Dir: Rachel Perkins. Australia. 2012. 103mins
It’s 20 years since the High Court of Australia settled the history making ‘Mabo Case’ and this made-for-television feature is a major focus for celebrations. Though scheduled to be broadcast nationally a mere three days after its premiere at the Sydney Film Festival, the film was given a warm reception from a sell-out house. It’s unlikely to be screened internationally, for the story requires background knowledge.
The acting of a big cast is consistently strong, as is the brilliant period detail of sets and costumes.
Indigenous director Perkins, who made the life-affirming Bran Nue Day (2010), concentrates on the personal side of Eddie Mabo’s life, leaving the complex details of his lengthy legal battles to a cluster of recent documentaries. The film is a love story between two determined people, played to the hilt by newcomer Jimi Bani and Deborah Mailman (The Sapphires) — though, in a production destined for many years as a DVD teaching tool, their passion is implied rather than depicted.
Loiki Mabo (Eddie is his ‘whitefella name’) comes from tiny Mer Island in the Torres Strait, way off the northern tip of Queensland. A natural renegade, he is banished to the mainland for illegal grog drinking and encounters mid-20th century racism in many lowly jobs. When he drunkenly crashes a wedding, he meets Bonita, the love of his life: they marry and will eventually have 10 children together.

(Object detection data)
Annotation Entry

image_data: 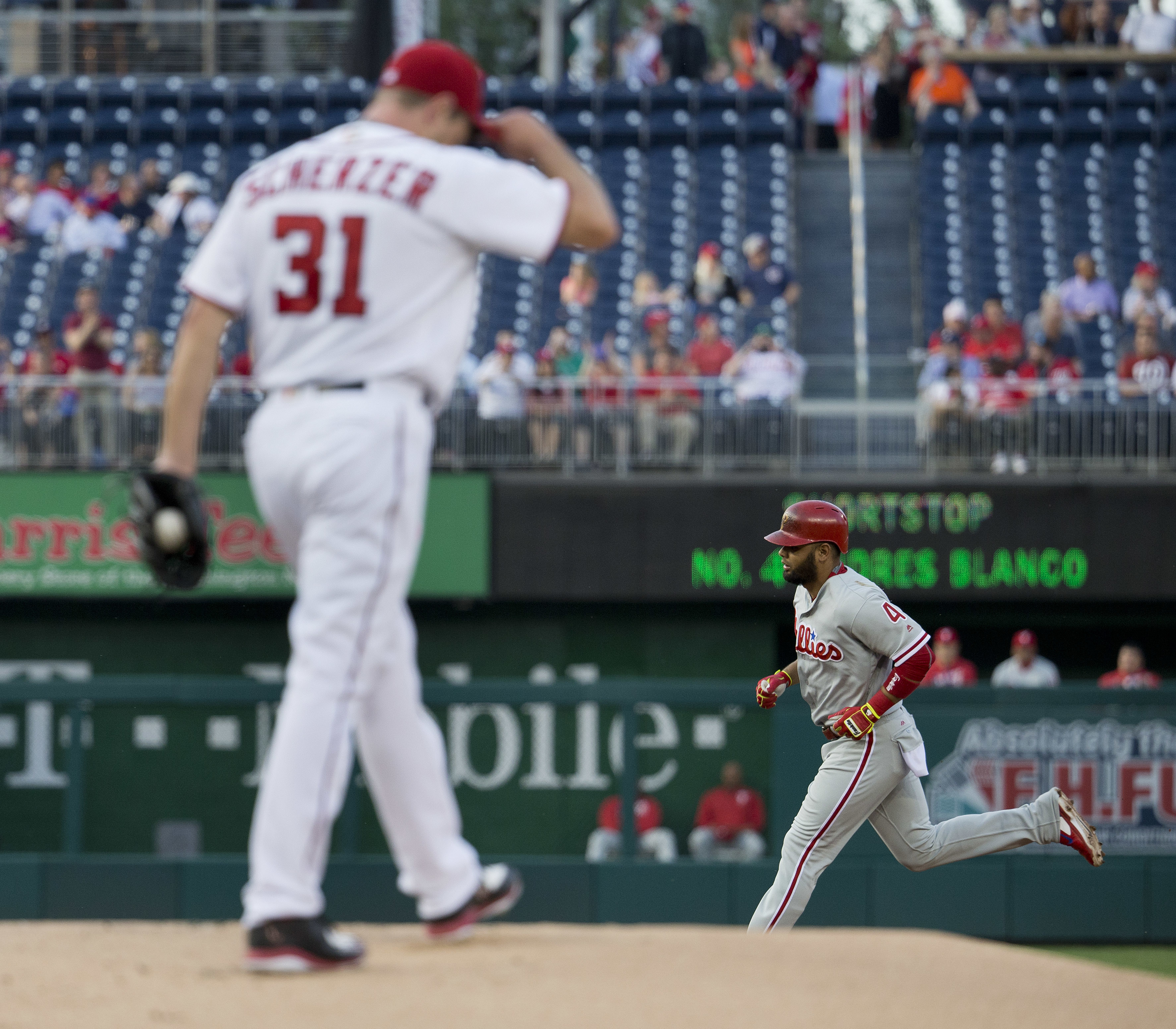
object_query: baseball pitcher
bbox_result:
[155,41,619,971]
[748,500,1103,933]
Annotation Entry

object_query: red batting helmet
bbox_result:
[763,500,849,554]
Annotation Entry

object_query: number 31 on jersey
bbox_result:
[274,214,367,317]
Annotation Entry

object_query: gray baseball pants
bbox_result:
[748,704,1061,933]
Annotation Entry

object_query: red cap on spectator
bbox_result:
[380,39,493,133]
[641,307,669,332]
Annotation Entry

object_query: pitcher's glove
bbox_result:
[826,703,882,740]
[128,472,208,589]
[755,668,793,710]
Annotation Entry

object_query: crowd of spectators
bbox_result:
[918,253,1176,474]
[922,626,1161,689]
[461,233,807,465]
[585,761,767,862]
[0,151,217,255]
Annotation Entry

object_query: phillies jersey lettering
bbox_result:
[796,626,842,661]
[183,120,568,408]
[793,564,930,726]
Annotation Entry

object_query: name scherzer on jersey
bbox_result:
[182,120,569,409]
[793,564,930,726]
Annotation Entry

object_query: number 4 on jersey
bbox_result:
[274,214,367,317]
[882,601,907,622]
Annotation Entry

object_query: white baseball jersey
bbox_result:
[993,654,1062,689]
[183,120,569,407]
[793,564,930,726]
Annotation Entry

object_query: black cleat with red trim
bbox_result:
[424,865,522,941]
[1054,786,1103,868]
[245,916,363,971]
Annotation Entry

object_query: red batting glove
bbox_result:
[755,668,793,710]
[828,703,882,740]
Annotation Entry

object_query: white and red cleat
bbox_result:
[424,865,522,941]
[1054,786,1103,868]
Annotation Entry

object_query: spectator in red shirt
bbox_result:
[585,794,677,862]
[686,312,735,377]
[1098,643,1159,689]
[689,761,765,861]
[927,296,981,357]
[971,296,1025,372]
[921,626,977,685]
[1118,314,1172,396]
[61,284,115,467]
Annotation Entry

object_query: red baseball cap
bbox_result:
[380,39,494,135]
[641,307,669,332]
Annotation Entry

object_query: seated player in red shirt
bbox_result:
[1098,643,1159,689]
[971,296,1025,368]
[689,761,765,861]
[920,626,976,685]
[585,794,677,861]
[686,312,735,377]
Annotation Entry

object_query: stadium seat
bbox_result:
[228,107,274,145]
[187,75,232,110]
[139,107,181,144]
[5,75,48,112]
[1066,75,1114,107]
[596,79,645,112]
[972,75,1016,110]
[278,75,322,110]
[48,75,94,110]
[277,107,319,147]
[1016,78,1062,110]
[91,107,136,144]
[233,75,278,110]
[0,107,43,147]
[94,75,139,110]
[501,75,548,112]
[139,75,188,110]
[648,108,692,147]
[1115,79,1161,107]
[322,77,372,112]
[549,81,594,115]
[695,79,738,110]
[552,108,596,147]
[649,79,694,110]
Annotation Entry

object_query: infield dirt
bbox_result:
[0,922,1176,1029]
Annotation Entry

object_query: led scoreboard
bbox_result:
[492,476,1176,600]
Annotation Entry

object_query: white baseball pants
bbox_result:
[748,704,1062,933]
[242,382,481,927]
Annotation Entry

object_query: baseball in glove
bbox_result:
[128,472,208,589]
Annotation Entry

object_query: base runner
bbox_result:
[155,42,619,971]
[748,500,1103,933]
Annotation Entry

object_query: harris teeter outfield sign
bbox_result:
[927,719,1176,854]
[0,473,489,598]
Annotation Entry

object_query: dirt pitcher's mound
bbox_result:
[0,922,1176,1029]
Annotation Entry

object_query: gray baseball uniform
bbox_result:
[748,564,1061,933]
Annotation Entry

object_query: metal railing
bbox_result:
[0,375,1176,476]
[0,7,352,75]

:: Your goal ::
Carry on the film review about Eddie Mabo from its final sentence. You don't need the entries here.

:: The answer ::
Dabbling in unionism (she says it’s communism), he takes up various causes before discovering that Whitefella Australia claims to own all the land on Mer Island, not the inhabitants. As he can trace his ancestry back to before the 1770 coming of Captain Cook to Australia, Mabo makes a fuss, soon finding himself as lead litigant in a decade-long court case.
Writer Sue Smith leaves details of the court cases until they become impossible to ignore. Complicated issues surrounding Mabo’s parents come in a rush towards the end, as does the vital switch to High Court deliberations over Australia-wide ‘terra nullius’, or ‘land that belongs to nobody’, and the famous victory for common sense and justice that will forever carry his name.
The acting of a big cast is consistently strong, as is the brilliant period detail of sets and costumes. Bani, hardly off screen, ages convincingly, as does the wonderfully warm Mailman.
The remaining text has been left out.